* _Passage provided_:
↓
And at the beginning of this thread I was in the just get it together and go enjoy it! lol


I just don’t want to go all in, especially with Toyota axles and an 8” most of all. It’s a deep rabbit hole which from my experience having owned a linked “crawler” it’s a never ending battle to get to do it all and in the end I want to be able to do 2-3,000 mile road trips in this Cruiser without “white knuckling” it the whole way. Trails where I can really take advantage of a 3-link and c/o’s are 20% or less of the uses for me.

I wouldn’t mind linking it but would keep it coils and standard shocks. Coil spring retainers and or limit straps suffice to keep the coil springs from falling out. I just don’t want to spend the cash to got all out either. It’s not just coil overs, it’s the 4WU 3-link kit, it’s HellFire knuckles, blah blah.

I plan to run the new Fox remote resi shocks with compression and rebound adjustment. Not sure yet if that will be 12” or 14” but there will be some bling here and a lot of custom fab in the build for what I have in mind.

Cheers
 
I think for the Aussies the flip gets them caster, ground clearance, um what else?
↑
* _Material for this task_:
↓
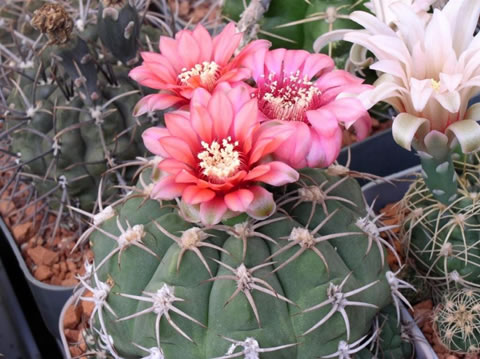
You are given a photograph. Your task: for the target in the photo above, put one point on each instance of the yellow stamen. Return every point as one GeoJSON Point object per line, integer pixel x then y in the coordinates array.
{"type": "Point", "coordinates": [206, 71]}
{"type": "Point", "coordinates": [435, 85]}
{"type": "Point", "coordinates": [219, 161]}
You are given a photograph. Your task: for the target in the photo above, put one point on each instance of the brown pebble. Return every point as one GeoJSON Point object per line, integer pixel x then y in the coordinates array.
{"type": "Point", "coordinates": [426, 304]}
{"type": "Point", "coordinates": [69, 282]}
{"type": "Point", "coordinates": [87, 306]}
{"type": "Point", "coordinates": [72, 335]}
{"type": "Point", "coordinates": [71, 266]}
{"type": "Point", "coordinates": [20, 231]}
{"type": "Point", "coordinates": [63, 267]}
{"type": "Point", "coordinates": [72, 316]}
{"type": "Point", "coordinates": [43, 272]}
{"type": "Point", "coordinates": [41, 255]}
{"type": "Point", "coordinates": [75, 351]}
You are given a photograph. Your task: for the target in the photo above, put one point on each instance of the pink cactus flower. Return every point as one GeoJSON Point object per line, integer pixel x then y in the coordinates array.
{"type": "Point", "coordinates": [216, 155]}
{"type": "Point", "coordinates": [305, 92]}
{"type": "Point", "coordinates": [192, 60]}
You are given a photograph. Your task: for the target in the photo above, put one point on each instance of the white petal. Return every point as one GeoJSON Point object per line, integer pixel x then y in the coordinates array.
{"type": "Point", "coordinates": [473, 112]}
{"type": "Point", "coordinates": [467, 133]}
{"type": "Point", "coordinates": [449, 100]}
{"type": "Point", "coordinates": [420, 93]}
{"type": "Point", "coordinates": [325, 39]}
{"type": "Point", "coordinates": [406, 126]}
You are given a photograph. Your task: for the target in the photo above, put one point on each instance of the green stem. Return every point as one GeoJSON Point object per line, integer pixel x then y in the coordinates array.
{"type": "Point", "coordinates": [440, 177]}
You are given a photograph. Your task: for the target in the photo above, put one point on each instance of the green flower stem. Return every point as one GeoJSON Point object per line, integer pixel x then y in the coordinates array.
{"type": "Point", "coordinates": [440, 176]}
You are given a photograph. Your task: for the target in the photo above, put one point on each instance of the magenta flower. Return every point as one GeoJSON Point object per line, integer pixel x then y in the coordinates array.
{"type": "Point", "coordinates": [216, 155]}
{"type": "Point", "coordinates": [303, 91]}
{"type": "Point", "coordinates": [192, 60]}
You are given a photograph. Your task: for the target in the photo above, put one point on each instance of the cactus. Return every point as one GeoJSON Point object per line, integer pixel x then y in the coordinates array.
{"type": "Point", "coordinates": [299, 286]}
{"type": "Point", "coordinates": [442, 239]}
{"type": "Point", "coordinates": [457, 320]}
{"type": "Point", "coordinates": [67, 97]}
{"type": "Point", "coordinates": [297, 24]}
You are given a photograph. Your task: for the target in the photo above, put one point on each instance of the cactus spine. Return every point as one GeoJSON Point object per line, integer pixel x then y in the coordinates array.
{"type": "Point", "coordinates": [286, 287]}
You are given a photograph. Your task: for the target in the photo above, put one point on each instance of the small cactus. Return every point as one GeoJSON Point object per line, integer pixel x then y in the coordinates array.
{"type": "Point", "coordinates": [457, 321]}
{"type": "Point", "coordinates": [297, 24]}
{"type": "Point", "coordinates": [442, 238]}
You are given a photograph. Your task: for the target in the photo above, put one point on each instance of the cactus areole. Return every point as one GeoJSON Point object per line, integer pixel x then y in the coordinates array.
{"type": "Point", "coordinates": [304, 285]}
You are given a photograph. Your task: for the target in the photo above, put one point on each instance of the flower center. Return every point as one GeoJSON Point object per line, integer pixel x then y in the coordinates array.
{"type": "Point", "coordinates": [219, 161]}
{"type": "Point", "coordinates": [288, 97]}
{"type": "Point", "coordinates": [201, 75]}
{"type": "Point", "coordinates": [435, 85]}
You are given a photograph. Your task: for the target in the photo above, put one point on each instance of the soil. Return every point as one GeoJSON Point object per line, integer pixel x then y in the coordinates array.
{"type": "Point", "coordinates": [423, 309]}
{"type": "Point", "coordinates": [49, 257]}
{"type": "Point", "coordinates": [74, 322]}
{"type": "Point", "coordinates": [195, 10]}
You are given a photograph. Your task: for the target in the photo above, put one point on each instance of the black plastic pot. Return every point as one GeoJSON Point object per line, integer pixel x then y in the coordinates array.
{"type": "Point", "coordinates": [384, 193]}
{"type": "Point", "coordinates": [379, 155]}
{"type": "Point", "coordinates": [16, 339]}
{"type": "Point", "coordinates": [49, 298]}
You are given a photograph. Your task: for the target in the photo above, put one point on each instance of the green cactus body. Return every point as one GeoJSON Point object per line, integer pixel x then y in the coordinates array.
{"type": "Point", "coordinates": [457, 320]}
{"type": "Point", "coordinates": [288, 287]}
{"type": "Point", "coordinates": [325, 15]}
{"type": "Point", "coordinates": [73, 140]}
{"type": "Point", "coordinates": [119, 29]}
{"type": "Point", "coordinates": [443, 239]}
↑
* _Required work_:
[a] Rewrite the records starting at the line containing "of the flower" and ending at the end of the records, swapping "instance" for "occurrence" and leaving everything else unchanged.
[b] Write the next part of the forum post about the Cruiser suspension build, picking up after its final line.
The forum post and the records have nothing to do with each other.

* _Answers per task_:
[a]
You are given a photograph. Your task: for the target in the photo above, put one point on each occurrence of the flower center. Return every point as one GeoJSON Point object per line, integer pixel x then y in the coordinates array.
{"type": "Point", "coordinates": [219, 161]}
{"type": "Point", "coordinates": [288, 97]}
{"type": "Point", "coordinates": [201, 75]}
{"type": "Point", "coordinates": [435, 85]}
You are given a photograph. Your task: for the target in the photo above, put one point on each occurrence of the soil. Return every point as one GeoJSON Point object per line, integer pixel x then y in the coordinates array.
{"type": "Point", "coordinates": [423, 309]}
{"type": "Point", "coordinates": [49, 257]}
{"type": "Point", "coordinates": [74, 322]}
{"type": "Point", "coordinates": [195, 10]}
You are given a photograph. Your task: for the target in the photo above, put one point on each occurrence of the black plastic pot. Return every point as one GeoJSON Point object per line, integer pixel x then y in the coordinates array.
{"type": "Point", "coordinates": [384, 193]}
{"type": "Point", "coordinates": [379, 155]}
{"type": "Point", "coordinates": [16, 339]}
{"type": "Point", "coordinates": [49, 298]}
You are given a photograph. Your task: for the target in the photo above, put one point on each occurrence of the green cactus body. Return every point as one GeoJSON Point object per line, integer pixel x then y in the coordinates array.
{"type": "Point", "coordinates": [457, 320]}
{"type": "Point", "coordinates": [288, 287]}
{"type": "Point", "coordinates": [325, 15]}
{"type": "Point", "coordinates": [73, 140]}
{"type": "Point", "coordinates": [119, 29]}
{"type": "Point", "coordinates": [443, 239]}

[b]
For me it gets me ground clearance #1. I can set the caster to whatever I want with the Diamond axle and the knuckle balls just tacked. As long as there is no conflict tie rod to radius arms, which in a standard 80 series radius arm set up you can only rotate so much for caster before it’s a problem, aftermarket arms help. With flipped arms I would never have the same issue with tie rod to arms when it comes to setting caster so I suppose that is my #2 gain here.

For me the point of the “super flex” arm was to hopefully avoid modifying the panhard mount on the axle. As you noted these arms are going to limit up travel to much so my original plan is no go. Different arms perhaps but I am not buying more arms to find out. There is an Aussie “flip kit” which includes arms and utilizes an arm similar to the super flex I got. I tried to buy their kit but got no responses so went with the Superior instead. Sometimes you need to be willing to experiment and try new things, even if they don’t play out. That’s how you figure things out without someone spoon feeding you, in my opinion of course.

All in now regardless! 😆😂

Cheers
I am super interested in seeing how this whole swap goes. I have been intrigued by the Superior Engineering Hyper Flex arms for my 80 but I am also weighing the idea of a traditional 3 link or 3 link using the factory coil springs/shocks similar to what @BayArea80 did.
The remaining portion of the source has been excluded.